Textauszug:
###
Das ZDF zeigt die schweizerisch-deutsche Koproduktion im Rahmen seiner Reihe "Der Komödiensommer", was womöglich falsche Erwartungen weckt. Der Film mag komische Momente haben, aber selbst das Etikett "Tragikomödie" wäre trotz der munteren Musik deplatziert, zumal es mit der zerrütteten Ehe der zudem allzu trinkfreudigen Tochter ein weiteres Drama gibt. Die Anregungen stimmen dafür umso nachdenklicher. Ähnlich wie den Waldvogels geht es schließlich vielen Paaren; die Erkenntnis, dass sie sich auseinandergelebt haben, stellt sich nicht selten bereits ein, wenn die Kinder aus dem Haus sind.

Drehbuchautorin Petra Volpe durchkreuzt die Vorhersehbarkeit der Handlung mit Hilfe eines unvorhersehbaren Ereignisses: Bei einer gemeinsamen Wanderung bricht Alices beste Freundin Magalie zusammen und stirbt in ihren Armen. Ihre letzte Bitte gilt einem Bündel mit Liebesbriefen, die Alice an sich nehmen soll. Auf diese Weise findet sie zu ihrem grenzenlosen Erstaunen heraus, dass Magalie 15 Jahre lang ein Verhältnis hatte: Jeden Sommer ist sie allein nach Südfrankreich gereist, um einige unbeschwerte Wochen mit Claude zu verbringen. Sehr viel später, als Alice dem vermeintlichen Geliebten die Nachricht vom Tod überbringen will, erlebt sie eine weitere Überraschung, die sogar noch größer ist.
###
Dateneinträge:
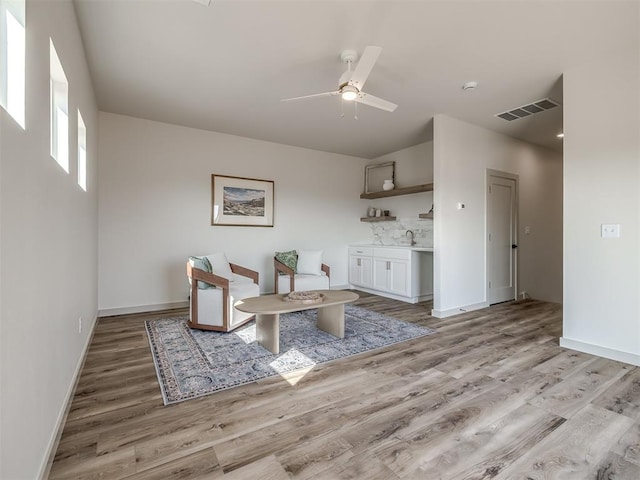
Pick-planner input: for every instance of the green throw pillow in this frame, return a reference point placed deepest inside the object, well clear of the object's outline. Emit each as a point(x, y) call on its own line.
point(202, 263)
point(290, 259)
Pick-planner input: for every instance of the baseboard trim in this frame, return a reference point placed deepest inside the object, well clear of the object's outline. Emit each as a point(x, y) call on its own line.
point(54, 441)
point(611, 354)
point(109, 312)
point(458, 310)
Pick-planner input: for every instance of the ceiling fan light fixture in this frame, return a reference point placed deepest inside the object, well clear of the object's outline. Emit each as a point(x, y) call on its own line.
point(349, 93)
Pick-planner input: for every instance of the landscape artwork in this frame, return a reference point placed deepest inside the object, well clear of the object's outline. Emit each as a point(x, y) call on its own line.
point(239, 201)
point(243, 201)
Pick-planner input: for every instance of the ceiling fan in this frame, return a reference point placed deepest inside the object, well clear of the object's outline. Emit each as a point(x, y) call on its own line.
point(351, 81)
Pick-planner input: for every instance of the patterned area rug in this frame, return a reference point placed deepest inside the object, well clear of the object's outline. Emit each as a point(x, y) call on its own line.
point(191, 363)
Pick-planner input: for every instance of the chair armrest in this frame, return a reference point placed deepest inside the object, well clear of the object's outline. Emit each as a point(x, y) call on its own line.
point(326, 269)
point(210, 278)
point(245, 272)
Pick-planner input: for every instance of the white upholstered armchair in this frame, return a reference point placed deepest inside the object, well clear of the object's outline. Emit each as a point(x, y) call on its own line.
point(305, 271)
point(216, 285)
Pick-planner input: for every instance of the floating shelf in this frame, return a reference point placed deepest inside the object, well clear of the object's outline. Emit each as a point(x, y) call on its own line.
point(427, 187)
point(377, 219)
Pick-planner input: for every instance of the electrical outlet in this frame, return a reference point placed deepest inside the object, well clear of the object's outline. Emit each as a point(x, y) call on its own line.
point(610, 230)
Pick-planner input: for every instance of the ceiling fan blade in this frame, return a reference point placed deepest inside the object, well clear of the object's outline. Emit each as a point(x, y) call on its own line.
point(325, 94)
point(376, 102)
point(363, 69)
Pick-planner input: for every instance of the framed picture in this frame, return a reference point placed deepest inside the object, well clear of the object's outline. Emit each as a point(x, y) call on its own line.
point(238, 201)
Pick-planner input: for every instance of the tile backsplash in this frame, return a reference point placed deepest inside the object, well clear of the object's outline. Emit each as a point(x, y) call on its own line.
point(395, 232)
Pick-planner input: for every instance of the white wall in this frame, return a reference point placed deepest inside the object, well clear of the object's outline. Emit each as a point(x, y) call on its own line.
point(602, 185)
point(48, 250)
point(155, 207)
point(462, 154)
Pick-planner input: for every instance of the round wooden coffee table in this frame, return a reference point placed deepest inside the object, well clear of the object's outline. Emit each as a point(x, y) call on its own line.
point(269, 307)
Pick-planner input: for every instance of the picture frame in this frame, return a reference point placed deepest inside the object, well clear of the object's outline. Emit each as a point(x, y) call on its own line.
point(241, 202)
point(375, 175)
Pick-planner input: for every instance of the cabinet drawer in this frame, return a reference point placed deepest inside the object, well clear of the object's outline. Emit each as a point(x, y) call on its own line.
point(361, 251)
point(399, 253)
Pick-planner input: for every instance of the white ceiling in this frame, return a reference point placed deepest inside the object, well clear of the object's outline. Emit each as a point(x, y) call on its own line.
point(226, 67)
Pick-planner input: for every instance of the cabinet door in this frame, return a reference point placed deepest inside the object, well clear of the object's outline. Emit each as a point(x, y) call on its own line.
point(381, 274)
point(399, 277)
point(354, 270)
point(366, 271)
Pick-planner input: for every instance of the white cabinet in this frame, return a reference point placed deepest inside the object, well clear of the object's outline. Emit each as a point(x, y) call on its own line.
point(361, 270)
point(402, 273)
point(391, 275)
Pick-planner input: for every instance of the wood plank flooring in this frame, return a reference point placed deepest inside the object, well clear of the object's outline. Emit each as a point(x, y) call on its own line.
point(491, 395)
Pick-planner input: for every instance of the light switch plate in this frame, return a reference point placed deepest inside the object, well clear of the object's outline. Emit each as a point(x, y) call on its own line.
point(610, 230)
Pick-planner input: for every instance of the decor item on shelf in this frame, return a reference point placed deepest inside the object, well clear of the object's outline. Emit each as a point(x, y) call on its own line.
point(427, 187)
point(239, 201)
point(375, 176)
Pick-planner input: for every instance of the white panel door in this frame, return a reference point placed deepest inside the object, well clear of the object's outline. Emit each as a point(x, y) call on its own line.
point(502, 247)
point(355, 271)
point(366, 271)
point(398, 277)
point(381, 274)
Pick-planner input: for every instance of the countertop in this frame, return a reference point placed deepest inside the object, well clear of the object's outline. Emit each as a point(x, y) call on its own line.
point(404, 247)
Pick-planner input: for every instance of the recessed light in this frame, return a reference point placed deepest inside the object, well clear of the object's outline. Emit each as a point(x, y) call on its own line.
point(470, 86)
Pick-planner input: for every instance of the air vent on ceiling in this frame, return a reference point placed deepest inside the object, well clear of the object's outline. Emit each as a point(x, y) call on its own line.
point(530, 109)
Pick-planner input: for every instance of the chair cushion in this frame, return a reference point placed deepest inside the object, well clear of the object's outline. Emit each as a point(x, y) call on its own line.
point(220, 266)
point(290, 259)
point(304, 282)
point(210, 303)
point(310, 262)
point(201, 263)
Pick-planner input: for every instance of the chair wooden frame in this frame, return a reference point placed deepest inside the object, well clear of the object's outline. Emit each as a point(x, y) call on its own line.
point(196, 274)
point(281, 267)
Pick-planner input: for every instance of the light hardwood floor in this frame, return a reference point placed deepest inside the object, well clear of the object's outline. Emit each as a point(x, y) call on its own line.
point(490, 395)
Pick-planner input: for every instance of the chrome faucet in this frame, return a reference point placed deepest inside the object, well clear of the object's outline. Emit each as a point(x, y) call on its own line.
point(410, 235)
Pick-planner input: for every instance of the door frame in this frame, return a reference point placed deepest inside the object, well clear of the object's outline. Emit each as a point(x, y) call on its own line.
point(488, 259)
###
Arbeitsaufträge:
- A) Schreiben Sie aus der Filmbesprechung alles von „Drehbuchautorin Petra Volpe“ bis hinunter zu „noch größer ist.“ wortgetreu ab.
- B) Schreiben Sie die Filmbesprechung im Anschluss an ihren letzten Satz weiter.
Die Dateneinträge spielen hierfür keine Rolle.

Lösungen:
- A)
Drehbuchautorin Petra Volpe durchkreuzt die Vorhersehbarkeit der Handlung mit Hilfe eines unvorhersehbaren Ereignisses: Bei einer gemeinsamen Wanderung bricht Alices beste Freundin Magalie zusammen und stirbt in ihren Armen. Ihre letzte Bitte gilt einem Bündel mit Liebesbriefen, die Alice an sich nehmen soll. Auf diese Weise findet sie zu ihrem grenzenlosen Erstaunen heraus, dass Magalie 15 Jahre lang ein Verhältnis hatte: Jeden Sommer ist sie allein nach Südfrankreich gereist, um einige unbeschwerte Wochen mit Claude zu verbringen. Sehr viel später, als Alice dem vermeintlichen Geliebten die Nachricht vom Tod überbringen will, erlebt sie eine weitere Überraschung, die sogar noch größer ist.

- B)
Zunächst tritt das Ehepaar jedoch die Kreuzfahrt an. Um den nun verwitweten Heinz (Ueli Jäggi), der außerdem sein bester Freund ist, auf andere Gedanken zu bringen, schlägt Peter vor, ihn mitzunehmen; prompt verbringt er mehr Zeit mit ihm als mit seiner Frau. Die lernt dafür eine deutsche Mitreisende (Guni Ellert) kennen, die ihr letztes Lebensdrittel nach der Scheidung in vollen Zügen genießt. Kurz entschlossen kehrt Alice vom Landausflug in Marseille nicht mehr zurück und macht sich stattdessen auf den Weg nach Toulouse. Unterwegs lernt sie ein Paar kennen, das seinen Traum lebt: Ingrid und Josef (Theresa Harder, André Jung) fahren seit Jahren mit ihrem Wohnmobil kreuz und quer durch Europa und Nordafrika; ganz bestimmte Pilze ("Magic Mushrooms") sorgen für fröhliche Abende. Bei Claude lernt sie zudem einen gänzlich anderen Entwurf für einen ausgefüllten Lebensabend kennen.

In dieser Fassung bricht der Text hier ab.